··· MATERIAL PROVIDED
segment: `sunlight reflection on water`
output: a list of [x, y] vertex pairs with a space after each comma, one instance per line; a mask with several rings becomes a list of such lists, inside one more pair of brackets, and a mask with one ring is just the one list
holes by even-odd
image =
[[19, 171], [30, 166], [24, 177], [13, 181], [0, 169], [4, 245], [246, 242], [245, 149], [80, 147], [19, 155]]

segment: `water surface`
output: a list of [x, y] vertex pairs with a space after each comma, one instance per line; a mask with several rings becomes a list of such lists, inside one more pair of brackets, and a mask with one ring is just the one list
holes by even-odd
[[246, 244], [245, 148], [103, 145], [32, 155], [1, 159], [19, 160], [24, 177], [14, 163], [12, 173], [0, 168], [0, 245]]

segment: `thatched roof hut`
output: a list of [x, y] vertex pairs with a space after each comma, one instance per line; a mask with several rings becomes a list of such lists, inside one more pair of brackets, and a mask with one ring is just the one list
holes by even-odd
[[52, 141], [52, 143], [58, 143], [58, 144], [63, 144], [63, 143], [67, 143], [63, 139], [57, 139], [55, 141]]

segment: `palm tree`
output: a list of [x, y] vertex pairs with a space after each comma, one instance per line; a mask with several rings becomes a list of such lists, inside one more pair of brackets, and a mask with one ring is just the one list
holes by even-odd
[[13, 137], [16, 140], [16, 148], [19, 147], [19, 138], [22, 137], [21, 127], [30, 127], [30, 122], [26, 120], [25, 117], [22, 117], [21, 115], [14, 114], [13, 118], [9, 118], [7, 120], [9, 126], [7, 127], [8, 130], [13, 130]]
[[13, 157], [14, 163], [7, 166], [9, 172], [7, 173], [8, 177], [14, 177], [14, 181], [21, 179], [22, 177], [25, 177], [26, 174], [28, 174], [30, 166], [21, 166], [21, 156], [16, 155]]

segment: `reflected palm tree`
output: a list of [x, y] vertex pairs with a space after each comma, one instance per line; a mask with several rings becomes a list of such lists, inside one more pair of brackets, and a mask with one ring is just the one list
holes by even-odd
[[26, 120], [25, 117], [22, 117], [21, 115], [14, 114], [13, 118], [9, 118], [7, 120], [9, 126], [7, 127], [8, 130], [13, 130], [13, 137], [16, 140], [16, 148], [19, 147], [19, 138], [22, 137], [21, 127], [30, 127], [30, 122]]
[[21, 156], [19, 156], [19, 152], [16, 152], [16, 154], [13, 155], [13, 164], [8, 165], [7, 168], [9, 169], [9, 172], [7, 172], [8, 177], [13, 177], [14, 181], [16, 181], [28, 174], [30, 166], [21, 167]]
······
# EXERCISE OBJECTIVE
Return each line of the material above verbatim, with nothing altered, added, or left out.

# TASK ANSWER
segment: `sunlight reflection on water`
output: a list of [x, y] vertex pairs with a space after each comma, one instance per line; a mask with several rings becomes a list of such lists, inside one more pair of brackets, and a mask with one ring is just the one list
holes by even-odd
image =
[[19, 171], [30, 166], [24, 177], [13, 181], [0, 169], [4, 245], [246, 242], [245, 149], [80, 147], [19, 155]]

segment: `water surface`
output: a list of [x, y] vertex pairs with a space after each comma, one instance per line; a mask with several rings becomes a list of such lists, inside one more pair of brackets, and a mask with one ring is just the one list
holes by even-odd
[[246, 244], [245, 148], [103, 145], [32, 155], [1, 159], [19, 160], [24, 177], [14, 163], [12, 173], [0, 168], [0, 245]]

segment: `thatched roof hut`
output: a list of [x, y] vertex pairs with a space after each comma, one instance per line; a mask with several rings becomes a list of such lists, inside one more pair of brackets, and a mask with one ring is just the one list
holes by even-odd
[[52, 141], [52, 143], [58, 143], [58, 144], [63, 144], [63, 143], [67, 143], [63, 139], [57, 139], [55, 141]]

segment: `palm tree`
output: a list of [x, y] vertex pairs with a space after each comma, one instance per line; a mask with several rings becomes a list of such lists, inside one more pair of brackets, and a mask with one ring is just the one list
holes by even-odd
[[13, 137], [16, 140], [16, 148], [19, 147], [19, 138], [22, 137], [21, 127], [30, 127], [30, 122], [26, 120], [25, 117], [22, 117], [21, 115], [14, 114], [13, 118], [9, 118], [7, 120], [9, 126], [7, 127], [8, 130], [13, 130]]
[[13, 157], [14, 163], [7, 166], [9, 172], [7, 173], [8, 177], [14, 177], [14, 181], [21, 179], [22, 177], [25, 177], [26, 174], [28, 174], [30, 166], [21, 166], [21, 156], [16, 155]]

segment: `reflected palm tree`
output: a list of [x, y] vertex pairs with a space after each comma, one instance per line; a mask with several rings becomes a list of such lists, inside one more pair of brackets, and a mask with one ring is just the one list
holes by even-odd
[[26, 120], [25, 117], [22, 117], [21, 115], [14, 114], [13, 118], [9, 118], [7, 120], [9, 126], [7, 127], [8, 130], [13, 130], [13, 137], [16, 140], [16, 148], [19, 147], [19, 138], [22, 137], [21, 127], [30, 127], [30, 122]]
[[21, 156], [19, 156], [19, 152], [16, 152], [16, 154], [13, 155], [13, 164], [8, 165], [7, 168], [9, 169], [9, 172], [7, 172], [8, 177], [13, 177], [14, 181], [16, 181], [28, 174], [30, 166], [21, 167]]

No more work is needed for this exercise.